- _EXERCISE_:
Please rewrite each of the records below, swapping every "Pointer output" for "Point list" and changing nothing else.

(A sequence of records)
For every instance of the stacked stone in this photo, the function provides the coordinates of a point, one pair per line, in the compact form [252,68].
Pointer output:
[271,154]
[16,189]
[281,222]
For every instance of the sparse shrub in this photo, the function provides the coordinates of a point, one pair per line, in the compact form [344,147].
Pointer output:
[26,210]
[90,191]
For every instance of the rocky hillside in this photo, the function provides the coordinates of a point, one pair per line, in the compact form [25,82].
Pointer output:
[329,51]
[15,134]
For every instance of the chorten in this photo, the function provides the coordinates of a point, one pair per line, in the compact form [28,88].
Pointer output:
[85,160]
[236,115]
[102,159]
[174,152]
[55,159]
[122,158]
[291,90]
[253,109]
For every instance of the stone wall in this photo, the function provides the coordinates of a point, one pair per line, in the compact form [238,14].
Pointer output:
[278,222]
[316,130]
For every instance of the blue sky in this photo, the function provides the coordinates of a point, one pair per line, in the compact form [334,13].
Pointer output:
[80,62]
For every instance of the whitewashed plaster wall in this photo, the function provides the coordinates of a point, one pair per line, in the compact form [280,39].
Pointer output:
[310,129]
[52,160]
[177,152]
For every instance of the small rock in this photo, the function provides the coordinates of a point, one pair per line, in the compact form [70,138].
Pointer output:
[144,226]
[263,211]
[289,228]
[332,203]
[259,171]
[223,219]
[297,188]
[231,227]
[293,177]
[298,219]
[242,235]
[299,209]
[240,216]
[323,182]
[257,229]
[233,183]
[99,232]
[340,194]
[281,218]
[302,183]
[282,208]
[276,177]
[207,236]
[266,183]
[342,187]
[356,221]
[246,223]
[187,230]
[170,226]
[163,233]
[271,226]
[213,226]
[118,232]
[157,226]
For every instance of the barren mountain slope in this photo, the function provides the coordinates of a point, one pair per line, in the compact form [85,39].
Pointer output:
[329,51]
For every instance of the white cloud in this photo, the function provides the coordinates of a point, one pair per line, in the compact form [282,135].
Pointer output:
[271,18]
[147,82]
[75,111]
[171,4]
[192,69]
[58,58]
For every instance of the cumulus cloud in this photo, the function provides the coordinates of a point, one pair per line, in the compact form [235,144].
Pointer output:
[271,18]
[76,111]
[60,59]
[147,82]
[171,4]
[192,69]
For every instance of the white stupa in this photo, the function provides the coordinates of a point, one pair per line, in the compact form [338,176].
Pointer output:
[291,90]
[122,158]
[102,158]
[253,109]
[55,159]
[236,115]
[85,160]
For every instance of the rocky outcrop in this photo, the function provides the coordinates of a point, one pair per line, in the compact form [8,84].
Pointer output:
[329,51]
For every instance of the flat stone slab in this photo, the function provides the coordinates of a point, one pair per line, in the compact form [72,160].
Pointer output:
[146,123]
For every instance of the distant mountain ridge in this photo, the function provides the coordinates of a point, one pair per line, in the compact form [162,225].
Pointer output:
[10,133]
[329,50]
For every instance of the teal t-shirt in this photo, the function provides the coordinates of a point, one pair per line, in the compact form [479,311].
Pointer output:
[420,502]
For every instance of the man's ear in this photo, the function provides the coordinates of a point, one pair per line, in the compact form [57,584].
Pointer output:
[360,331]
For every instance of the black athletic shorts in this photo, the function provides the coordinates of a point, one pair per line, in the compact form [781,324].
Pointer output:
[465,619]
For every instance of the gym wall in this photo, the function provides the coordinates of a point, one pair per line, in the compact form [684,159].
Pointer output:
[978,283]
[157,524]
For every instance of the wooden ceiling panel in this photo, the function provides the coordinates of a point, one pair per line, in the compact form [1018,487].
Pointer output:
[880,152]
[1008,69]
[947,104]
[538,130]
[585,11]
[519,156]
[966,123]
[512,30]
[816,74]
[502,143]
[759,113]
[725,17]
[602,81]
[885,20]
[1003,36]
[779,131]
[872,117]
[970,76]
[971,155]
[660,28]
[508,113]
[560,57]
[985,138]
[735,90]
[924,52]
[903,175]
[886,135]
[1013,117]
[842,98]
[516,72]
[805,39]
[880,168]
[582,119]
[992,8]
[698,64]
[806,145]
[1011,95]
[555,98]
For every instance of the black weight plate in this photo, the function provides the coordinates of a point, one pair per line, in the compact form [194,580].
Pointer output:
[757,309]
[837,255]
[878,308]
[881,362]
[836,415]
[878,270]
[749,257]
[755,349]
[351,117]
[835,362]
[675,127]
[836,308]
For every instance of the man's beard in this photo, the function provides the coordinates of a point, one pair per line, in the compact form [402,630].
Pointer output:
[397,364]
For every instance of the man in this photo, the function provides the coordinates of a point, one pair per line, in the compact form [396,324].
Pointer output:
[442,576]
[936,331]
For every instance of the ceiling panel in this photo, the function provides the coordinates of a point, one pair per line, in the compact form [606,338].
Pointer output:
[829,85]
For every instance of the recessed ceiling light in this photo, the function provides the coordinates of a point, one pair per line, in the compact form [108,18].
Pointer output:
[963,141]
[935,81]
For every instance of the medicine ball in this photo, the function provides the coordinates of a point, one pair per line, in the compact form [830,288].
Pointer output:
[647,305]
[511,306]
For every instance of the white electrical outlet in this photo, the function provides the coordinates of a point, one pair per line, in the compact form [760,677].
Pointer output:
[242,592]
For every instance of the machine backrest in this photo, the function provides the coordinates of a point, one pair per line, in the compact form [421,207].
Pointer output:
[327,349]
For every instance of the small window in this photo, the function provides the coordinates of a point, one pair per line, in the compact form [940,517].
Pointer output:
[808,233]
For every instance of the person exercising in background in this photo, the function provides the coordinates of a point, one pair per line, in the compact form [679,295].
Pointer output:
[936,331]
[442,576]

- _REPLY TO THE EXERCISE_:
For every instance of the stacked stone in this photo, the function provides the coordinates of a point, one pair per line, in the compact form [252,68].
Point list:
[271,154]
[16,189]
[281,222]
For every instance of the sparse shrub in this photo, the function provides the coordinates of a point, one pair per line, in the compact form [344,147].
Point list:
[26,210]
[90,191]
For every instance of the rocky hillside in this photo, the function provides the coordinates of a point, one pair per line, in the compact form [25,82].
Point list:
[329,51]
[15,134]
For every instance of the chorten in this photo, the function provides the coordinates of a point, one pair per line, in the compact form [28,88].
Point list:
[85,160]
[236,115]
[102,159]
[174,152]
[55,159]
[122,158]
[291,90]
[253,109]
For every instance of the stone wall in this photo, the function provides the coordinates of a point, one pair per line, in the compact form [238,14].
Point list:
[278,222]
[316,130]
For every instance of the blue sky in this photo, the function provides the coordinates of a point, one pair per line, in the compact form [334,13].
Point list:
[80,62]
For every instance of the whitewashed plaster wall in this photo, the function provides the coordinates of a point, one pair per line, in the compact form [280,39].
Point list:
[310,129]
[52,160]
[177,152]
For every instance of the small rock in this photo, the function provides the coordinates of a point, one pair per line, in the compact form [70,138].
Point list:
[144,226]
[263,211]
[289,228]
[332,203]
[259,171]
[223,219]
[297,188]
[231,227]
[293,177]
[298,219]
[242,235]
[299,209]
[240,216]
[323,182]
[257,229]
[233,183]
[99,232]
[340,194]
[281,218]
[302,183]
[282,208]
[276,177]
[207,236]
[266,183]
[342,187]
[356,221]
[246,223]
[187,230]
[170,226]
[163,233]
[271,226]
[213,226]
[118,232]
[157,226]
For every instance of the barren mountain slope in this photo, the function provides the coordinates of a point, one pair per line, in the compact form [85,39].
Point list:
[329,51]
For every instance of the white cloud in this photo, the function provides the coordinates of a point, one pair per line, in the compact form [282,135].
Point list:
[271,18]
[147,82]
[75,111]
[171,4]
[192,69]
[58,58]
For every instance of the cumulus cloud in this photo, the function provides the coordinates of a point, one pair per line, in the compact form [235,144].
Point list:
[271,18]
[76,111]
[60,59]
[147,82]
[171,4]
[192,69]
For every instance of the white stupa in this photo, the function provides the coordinates of a point, one pair per line, in the compact form [338,176].
Point list:
[291,90]
[122,158]
[102,158]
[253,109]
[55,159]
[236,115]
[85,160]
For every instance of the rocky outcrop in this photo, the function provides the coordinates of a point, one pair per line, in the compact form [8,84].
Point list:
[329,51]
For every instance of the flat stone slab in this photo, the function provides the coordinates of a point, one pair per line, in the compact form [72,160].
Point list:
[146,123]
For every instance of the distant mountain ridge in this photo, the function provides the coordinates of a point, one pair per line, in the compact form [162,225].
Point list:
[10,133]
[329,50]
For every instance of the teal t-shirt in this photo, the function provides the coordinates of a point, one pair per line, in the compact form [479,311].
Point list:
[420,502]
For every instance of the man's ear in this photo, the function provides the coordinates of a point, one pair per line, in the compact form [57,584].
Point list:
[360,331]
For every instance of the black athletic shorts in this photo, the function provides the coordinates of a point, one pair per line, in the compact form [781,324].
Point list:
[465,619]
For every instance of the gym wall in this photo, the function provides the coordinates of a point, one pair per line, in the compact form [684,159].
Point list:
[978,283]
[157,524]
For every instance of the wooden ceiling panel in this photo, the function provides the coordinates of a point, one pair per line, in the compact form [1018,487].
Point list:
[880,152]
[1008,69]
[947,104]
[538,130]
[585,11]
[519,156]
[966,123]
[512,30]
[816,74]
[502,143]
[759,113]
[725,17]
[602,81]
[885,20]
[1003,36]
[779,131]
[872,117]
[970,76]
[971,155]
[660,28]
[508,113]
[560,57]
[985,138]
[735,90]
[924,52]
[903,175]
[886,135]
[1013,117]
[842,98]
[516,72]
[805,39]
[880,168]
[582,119]
[992,8]
[698,64]
[806,145]
[1011,95]
[555,98]
For every instance of the black weight plate in this photo, the function provides the coordinates of a point, one pair per line, in the compact form [194,580].
Point list:
[757,309]
[837,255]
[878,308]
[881,362]
[836,415]
[878,270]
[749,257]
[755,349]
[351,117]
[835,362]
[675,127]
[836,308]
For every instance of the man's beard in this photo, the function provides the coordinates of a point, one pair per line, in the compact form [402,630].
Point list:
[397,364]
For every instance of the man in this photo, the function provides the coordinates of a point, one pair per line, in the compact form [396,324].
Point list:
[442,576]
[936,331]
For every instance of the ceiling panel in this photo, the function provides the coordinates of a point, one pair per line, in the compact form [606,338].
Point list:
[829,85]
For every instance of the recessed ceiling light in this photo, the function provides the coordinates of a point, one pair per line, in the compact form [108,18].
Point list:
[963,141]
[935,81]
For every instance of the medicine ball in this photo, the function provides the coordinates of a point, one pair per line, in the compact form [830,288].
Point list:
[647,305]
[511,306]
For every instance of the white electrical outlet in this photo, the function provides the coordinates of a point, one pair per line, in the compact form [760,677].
Point list:
[242,592]
For every instance of the machine backrest in this photo, the function provides the coordinates of a point, one pair per line, in the compact form [421,207].
Point list:
[327,349]
For every instance of the small window in this photo, the function provides the coordinates of a point, one pair per line, in the compact form [940,517].
Point list:
[808,233]
For every instance of the person exercising in background in this photo, the function provides the coordinates of a point, one pair per line, in the compact form [679,295].
Point list:
[936,331]
[442,576]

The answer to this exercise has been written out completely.